___ Excerpt provided

Alex: Yeah, absolutely. We would see that oftentimes with our clients and I would find caregivers that would actually take their loved to maybe the home they were born in or a home that they would be more familiar with from the past, drive up, whatever expense was required to get them there, pull up in front of the home, and the loved one says, Well, that's not my home. [09:07.4]

Dave: Yeah.

Alex: Oftentimes, what they're fine to find is a place that's comfortable for them. They're not sure what it is. They don't know how to express it, but that seems like an easy one and it would help. Then it'd be a great thing to do, but I think your answers are more appropriate. That is let's talk about your home. That’s like going or trying to find that physical appearance of the home, right?

This is a good one. You spent a lot of time on this in your class, Dave, trouble understanding visual images, spatial relations. I mean, that's something that's been difficult for me forever. Terrible. If you gave me three suitcases to load in the trunk, I could only get two in there. I'll guarantee you, I could never get the third in there. My wife will come in and load three and add two more to it.

______
___ Raw data

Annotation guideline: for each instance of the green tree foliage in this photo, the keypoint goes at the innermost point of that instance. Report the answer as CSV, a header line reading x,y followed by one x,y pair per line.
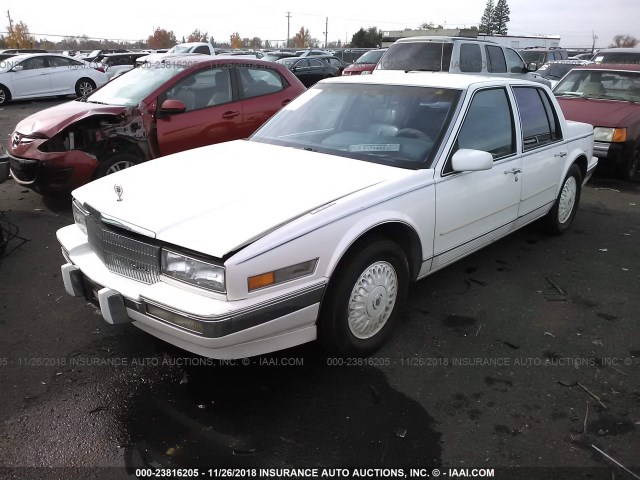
x,y
486,22
624,41
500,17
370,38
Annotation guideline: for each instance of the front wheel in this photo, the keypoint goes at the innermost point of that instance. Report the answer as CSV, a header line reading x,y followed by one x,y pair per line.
x,y
115,163
5,96
364,300
564,210
84,87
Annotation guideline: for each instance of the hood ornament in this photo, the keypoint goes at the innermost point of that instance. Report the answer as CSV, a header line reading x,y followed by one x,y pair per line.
x,y
119,191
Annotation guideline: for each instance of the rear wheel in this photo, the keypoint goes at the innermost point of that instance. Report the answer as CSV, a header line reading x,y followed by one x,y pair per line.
x,y
5,96
115,163
564,210
85,86
365,298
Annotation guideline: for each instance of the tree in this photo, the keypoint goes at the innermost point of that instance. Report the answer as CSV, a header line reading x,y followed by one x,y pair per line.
x,y
198,36
624,41
235,40
370,38
500,17
486,22
302,38
19,36
161,39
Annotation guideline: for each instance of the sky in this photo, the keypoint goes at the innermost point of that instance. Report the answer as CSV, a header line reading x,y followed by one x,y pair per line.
x,y
576,21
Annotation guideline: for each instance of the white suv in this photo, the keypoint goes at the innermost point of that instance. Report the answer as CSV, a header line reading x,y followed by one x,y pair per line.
x,y
455,55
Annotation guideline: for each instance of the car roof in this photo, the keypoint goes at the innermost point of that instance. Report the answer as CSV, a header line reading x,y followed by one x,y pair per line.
x,y
430,79
440,39
629,67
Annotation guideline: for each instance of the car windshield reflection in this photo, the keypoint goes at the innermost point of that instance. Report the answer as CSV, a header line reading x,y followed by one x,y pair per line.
x,y
388,124
600,84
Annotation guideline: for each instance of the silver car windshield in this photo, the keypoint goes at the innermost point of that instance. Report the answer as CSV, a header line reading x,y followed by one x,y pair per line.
x,y
130,89
388,124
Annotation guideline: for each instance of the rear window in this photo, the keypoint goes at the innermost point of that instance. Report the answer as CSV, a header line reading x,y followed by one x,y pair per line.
x,y
424,56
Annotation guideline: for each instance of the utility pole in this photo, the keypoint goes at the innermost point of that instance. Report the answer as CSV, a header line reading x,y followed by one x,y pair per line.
x,y
288,21
326,30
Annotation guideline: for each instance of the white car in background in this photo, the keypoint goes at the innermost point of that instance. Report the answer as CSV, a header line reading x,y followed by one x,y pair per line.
x,y
46,75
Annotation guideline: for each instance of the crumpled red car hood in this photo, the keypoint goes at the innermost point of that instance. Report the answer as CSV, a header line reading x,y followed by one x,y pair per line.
x,y
52,120
599,113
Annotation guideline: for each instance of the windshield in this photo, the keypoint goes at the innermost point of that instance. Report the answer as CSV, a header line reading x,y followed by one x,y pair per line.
x,y
388,124
531,56
602,84
370,57
555,70
181,49
425,56
130,89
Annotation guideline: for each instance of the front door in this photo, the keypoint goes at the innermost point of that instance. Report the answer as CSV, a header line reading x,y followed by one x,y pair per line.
x,y
473,208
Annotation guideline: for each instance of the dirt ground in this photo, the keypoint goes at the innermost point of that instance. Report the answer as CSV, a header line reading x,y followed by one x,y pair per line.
x,y
522,358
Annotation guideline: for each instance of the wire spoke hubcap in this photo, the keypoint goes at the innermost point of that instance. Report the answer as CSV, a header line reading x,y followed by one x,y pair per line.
x,y
567,199
372,300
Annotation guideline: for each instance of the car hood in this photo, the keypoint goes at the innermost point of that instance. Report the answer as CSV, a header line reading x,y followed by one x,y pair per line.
x,y
218,198
52,120
599,113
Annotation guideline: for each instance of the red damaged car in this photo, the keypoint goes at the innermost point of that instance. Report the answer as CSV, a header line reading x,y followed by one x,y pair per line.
x,y
608,97
151,111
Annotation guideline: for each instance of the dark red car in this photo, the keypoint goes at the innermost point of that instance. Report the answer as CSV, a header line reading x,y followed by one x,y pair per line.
x,y
151,111
366,63
608,97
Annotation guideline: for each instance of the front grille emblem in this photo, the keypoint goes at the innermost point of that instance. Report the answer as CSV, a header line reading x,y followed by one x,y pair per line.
x,y
119,191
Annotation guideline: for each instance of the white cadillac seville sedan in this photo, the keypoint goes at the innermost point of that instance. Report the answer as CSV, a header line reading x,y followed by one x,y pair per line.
x,y
314,227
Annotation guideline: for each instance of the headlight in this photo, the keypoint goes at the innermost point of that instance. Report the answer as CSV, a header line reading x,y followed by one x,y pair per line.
x,y
79,215
601,134
193,271
282,275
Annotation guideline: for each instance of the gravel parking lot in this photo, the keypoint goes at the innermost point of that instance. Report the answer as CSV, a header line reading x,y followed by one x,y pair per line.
x,y
522,358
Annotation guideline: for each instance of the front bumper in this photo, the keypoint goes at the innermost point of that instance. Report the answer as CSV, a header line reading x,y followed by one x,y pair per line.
x,y
52,173
202,325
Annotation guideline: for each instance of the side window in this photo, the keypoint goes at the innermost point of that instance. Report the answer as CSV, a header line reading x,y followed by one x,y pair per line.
x,y
495,57
258,81
488,125
515,64
33,63
470,57
205,88
540,125
201,49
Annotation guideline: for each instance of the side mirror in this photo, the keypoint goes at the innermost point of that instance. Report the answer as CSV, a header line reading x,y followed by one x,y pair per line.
x,y
4,169
465,160
173,106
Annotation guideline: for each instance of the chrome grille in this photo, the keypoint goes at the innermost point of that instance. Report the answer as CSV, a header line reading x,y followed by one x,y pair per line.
x,y
124,255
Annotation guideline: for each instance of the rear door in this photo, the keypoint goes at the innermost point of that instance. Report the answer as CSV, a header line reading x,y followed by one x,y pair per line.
x,y
31,79
213,114
263,92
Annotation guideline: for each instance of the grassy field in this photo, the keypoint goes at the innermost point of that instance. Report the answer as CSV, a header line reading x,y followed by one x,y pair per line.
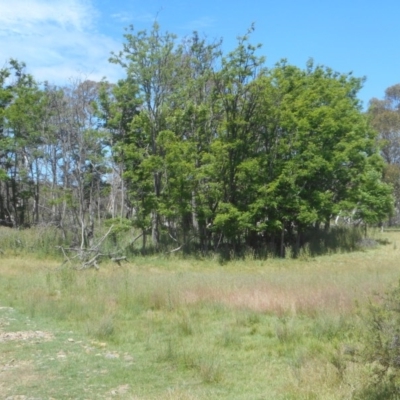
x,y
175,328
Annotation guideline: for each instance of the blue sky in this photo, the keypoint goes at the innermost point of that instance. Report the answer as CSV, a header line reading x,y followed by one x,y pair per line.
x,y
64,39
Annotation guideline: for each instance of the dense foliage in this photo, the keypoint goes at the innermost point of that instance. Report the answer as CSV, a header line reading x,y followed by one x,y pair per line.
x,y
195,148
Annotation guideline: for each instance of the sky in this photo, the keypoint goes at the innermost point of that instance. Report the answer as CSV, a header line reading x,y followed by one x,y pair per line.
x,y
60,40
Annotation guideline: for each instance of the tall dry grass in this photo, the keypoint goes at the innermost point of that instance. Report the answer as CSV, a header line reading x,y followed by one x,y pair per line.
x,y
283,324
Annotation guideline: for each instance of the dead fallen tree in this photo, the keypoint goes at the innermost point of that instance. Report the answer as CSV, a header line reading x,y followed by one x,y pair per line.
x,y
85,258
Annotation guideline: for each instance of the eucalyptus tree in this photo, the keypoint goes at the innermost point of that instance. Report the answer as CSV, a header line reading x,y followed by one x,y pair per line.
x,y
78,158
385,118
22,113
153,64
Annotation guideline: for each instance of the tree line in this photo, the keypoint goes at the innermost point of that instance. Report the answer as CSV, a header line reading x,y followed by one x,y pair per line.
x,y
195,148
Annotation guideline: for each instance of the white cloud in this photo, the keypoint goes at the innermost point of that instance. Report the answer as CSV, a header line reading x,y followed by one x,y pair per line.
x,y
28,15
57,39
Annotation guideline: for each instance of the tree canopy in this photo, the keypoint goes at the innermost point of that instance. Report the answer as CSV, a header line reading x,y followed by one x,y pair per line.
x,y
196,148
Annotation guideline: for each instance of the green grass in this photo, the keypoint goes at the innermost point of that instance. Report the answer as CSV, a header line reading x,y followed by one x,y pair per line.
x,y
176,328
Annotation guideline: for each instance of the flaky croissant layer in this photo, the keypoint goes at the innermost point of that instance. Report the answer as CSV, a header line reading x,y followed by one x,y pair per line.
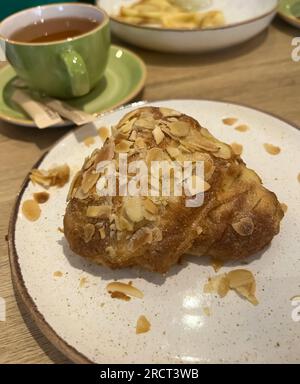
x,y
238,218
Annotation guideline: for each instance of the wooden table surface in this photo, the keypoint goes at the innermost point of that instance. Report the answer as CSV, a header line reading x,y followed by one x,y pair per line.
x,y
259,73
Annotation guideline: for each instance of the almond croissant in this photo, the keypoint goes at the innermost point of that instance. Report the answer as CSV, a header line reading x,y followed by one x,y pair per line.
x,y
238,217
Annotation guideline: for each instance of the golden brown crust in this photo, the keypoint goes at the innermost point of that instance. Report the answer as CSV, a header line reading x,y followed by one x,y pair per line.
x,y
238,218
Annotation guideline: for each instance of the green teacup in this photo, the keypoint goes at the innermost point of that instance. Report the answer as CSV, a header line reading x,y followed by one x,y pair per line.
x,y
61,68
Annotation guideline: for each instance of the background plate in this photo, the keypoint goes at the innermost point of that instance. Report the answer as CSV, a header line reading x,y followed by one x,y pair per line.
x,y
87,325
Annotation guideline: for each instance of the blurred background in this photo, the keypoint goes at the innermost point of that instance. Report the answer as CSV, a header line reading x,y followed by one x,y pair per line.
x,y
11,6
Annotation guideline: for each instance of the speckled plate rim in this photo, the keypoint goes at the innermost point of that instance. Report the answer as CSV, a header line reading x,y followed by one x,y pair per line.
x,y
139,87
289,19
70,352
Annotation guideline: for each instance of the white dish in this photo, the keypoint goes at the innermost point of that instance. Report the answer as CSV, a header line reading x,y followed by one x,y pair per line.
x,y
78,323
245,19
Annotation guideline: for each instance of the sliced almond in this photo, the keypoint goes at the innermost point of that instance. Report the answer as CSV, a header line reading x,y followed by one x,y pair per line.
x,y
88,232
205,133
272,149
102,233
183,149
142,325
98,211
224,152
244,283
217,264
140,143
41,197
244,226
111,252
230,121
126,289
180,128
124,146
31,210
89,180
237,148
155,154
158,135
150,206
157,235
133,136
145,123
134,209
167,112
217,284
104,133
173,152
74,185
284,207
128,126
199,231
120,296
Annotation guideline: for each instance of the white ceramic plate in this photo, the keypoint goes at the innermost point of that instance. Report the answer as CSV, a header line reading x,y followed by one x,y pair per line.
x,y
87,325
245,19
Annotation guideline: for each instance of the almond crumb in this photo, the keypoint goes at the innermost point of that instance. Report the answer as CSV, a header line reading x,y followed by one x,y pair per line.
x,y
104,133
120,296
41,197
230,121
242,128
237,148
207,311
240,280
82,282
58,274
31,210
142,325
88,141
217,264
272,149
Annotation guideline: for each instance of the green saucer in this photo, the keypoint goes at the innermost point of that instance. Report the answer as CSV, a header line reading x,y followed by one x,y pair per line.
x,y
289,10
123,80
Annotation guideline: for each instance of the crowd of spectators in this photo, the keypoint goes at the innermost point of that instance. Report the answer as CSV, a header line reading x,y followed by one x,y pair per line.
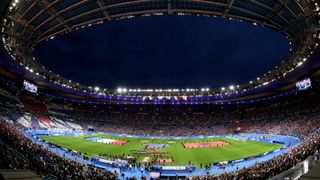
x,y
299,116
40,159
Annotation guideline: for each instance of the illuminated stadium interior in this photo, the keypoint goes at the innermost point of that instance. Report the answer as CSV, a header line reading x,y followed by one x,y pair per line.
x,y
55,128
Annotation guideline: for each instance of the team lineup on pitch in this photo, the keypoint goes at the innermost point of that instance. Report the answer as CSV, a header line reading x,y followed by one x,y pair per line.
x,y
166,151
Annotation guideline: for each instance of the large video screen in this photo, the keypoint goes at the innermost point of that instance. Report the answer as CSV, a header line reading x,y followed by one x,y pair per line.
x,y
303,84
29,87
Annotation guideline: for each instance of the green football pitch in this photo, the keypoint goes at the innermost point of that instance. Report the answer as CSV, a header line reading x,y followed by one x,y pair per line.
x,y
236,149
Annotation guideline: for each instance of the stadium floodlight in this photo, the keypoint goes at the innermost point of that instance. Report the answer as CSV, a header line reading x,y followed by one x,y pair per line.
x,y
119,90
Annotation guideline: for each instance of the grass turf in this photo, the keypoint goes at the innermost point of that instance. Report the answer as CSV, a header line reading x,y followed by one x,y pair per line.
x,y
181,156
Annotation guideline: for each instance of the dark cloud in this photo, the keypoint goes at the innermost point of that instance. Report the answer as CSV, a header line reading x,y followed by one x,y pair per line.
x,y
166,51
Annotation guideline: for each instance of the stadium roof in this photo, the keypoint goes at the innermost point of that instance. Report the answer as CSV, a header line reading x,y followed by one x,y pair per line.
x,y
26,23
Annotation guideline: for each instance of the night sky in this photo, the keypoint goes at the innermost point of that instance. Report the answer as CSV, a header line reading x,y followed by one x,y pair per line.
x,y
164,52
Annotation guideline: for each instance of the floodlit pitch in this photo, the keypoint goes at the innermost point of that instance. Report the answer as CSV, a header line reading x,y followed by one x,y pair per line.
x,y
231,150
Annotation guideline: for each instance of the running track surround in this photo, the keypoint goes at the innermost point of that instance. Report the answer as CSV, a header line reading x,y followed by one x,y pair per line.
x,y
290,141
30,22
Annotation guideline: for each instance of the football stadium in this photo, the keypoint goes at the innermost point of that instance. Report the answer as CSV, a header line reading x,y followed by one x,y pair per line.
x,y
160,89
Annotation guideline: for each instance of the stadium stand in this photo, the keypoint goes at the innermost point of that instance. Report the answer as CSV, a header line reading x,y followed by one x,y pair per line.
x,y
296,115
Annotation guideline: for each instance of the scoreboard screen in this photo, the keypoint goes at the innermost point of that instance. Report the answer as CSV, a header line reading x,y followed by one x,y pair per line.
x,y
303,84
29,87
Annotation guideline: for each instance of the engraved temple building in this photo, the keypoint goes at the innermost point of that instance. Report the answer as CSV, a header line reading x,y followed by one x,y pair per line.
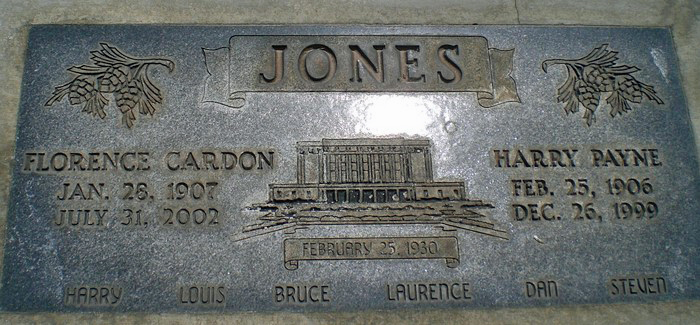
x,y
365,171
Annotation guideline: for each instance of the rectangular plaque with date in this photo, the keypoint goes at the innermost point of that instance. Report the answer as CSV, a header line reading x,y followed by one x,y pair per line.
x,y
308,168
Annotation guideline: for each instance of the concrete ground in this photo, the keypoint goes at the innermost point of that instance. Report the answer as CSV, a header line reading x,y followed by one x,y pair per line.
x,y
682,15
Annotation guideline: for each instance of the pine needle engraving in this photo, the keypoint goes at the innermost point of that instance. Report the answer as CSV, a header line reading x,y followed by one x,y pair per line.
x,y
113,71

______

= Required actions =
a - In the caregiving conversation, what does Alex say his wife can do when loading suitcases into the trunk?
b - Please continue the caregiving conversation from its final line, keeping the same transcript format.

= Replies =
a - She can load all three suitcases and add two more.

b -
Dave: That's right.

Alex: I've got a history, right, of problems with spatial relations, which now means probably not a problem as far as my memory because that's the way I’ve always functioned, but if you were the guy that always could load them up and do it well, and now you can't, that could be a warning sign for you. Again, we're typically seeing clusters of things that come together, not an individual warning sign. [10:16.5]

Dave: Yeah, and you're right. We do a lot of activities around that. One thing we do is we break up a picture and then we ask them to put it back together in their head and tell us what it is or we'll do the opposite. We'll put pictures on top of each other and we'll ask them to break it apart and tell us what the pieces are. It's just a way of stimulating that part of the brain.

Alex: Sure. No, absolutely. Yeah, that's a great one. Number six, new problems with words, and speaking and writing, and you see this a lot and all of us are victims of, we call it, tip of the tongue. It seems like when we get older, we're looking for that word that we can't find.

Dave: Right.

Alex: You can see the individuals starting to get frustrated as they try to find what that word is and, all of a sudden, their loved ones trying to give them the word, increases the frustration of both the loved one and the person potentially with the disease, which increases the stress, which makes it even more difficult. [11:14.5]

Dave: Right.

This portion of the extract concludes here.